**Materials provided**:
"""

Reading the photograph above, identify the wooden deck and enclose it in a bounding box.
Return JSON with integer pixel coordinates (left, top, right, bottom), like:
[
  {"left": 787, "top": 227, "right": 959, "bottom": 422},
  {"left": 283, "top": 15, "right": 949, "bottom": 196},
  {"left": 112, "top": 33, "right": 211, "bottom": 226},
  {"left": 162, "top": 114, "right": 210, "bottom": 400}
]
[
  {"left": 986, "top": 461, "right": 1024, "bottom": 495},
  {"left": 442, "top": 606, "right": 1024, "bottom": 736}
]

"""

**Problem details**:
Copy out all the records exactly.

**Response for this exercise**:
Reading the photograph above, identify the wooden deck and enclose it in a bounding box.
Return JSON with integer pixel coordinates (left, top, right, bottom), like:
[
  {"left": 787, "top": 227, "right": 959, "bottom": 422},
  {"left": 283, "top": 15, "right": 949, "bottom": 196},
  {"left": 112, "top": 33, "right": 211, "bottom": 226},
  {"left": 162, "top": 114, "right": 210, "bottom": 400}
]
[
  {"left": 986, "top": 461, "right": 1024, "bottom": 495},
  {"left": 442, "top": 606, "right": 1024, "bottom": 736}
]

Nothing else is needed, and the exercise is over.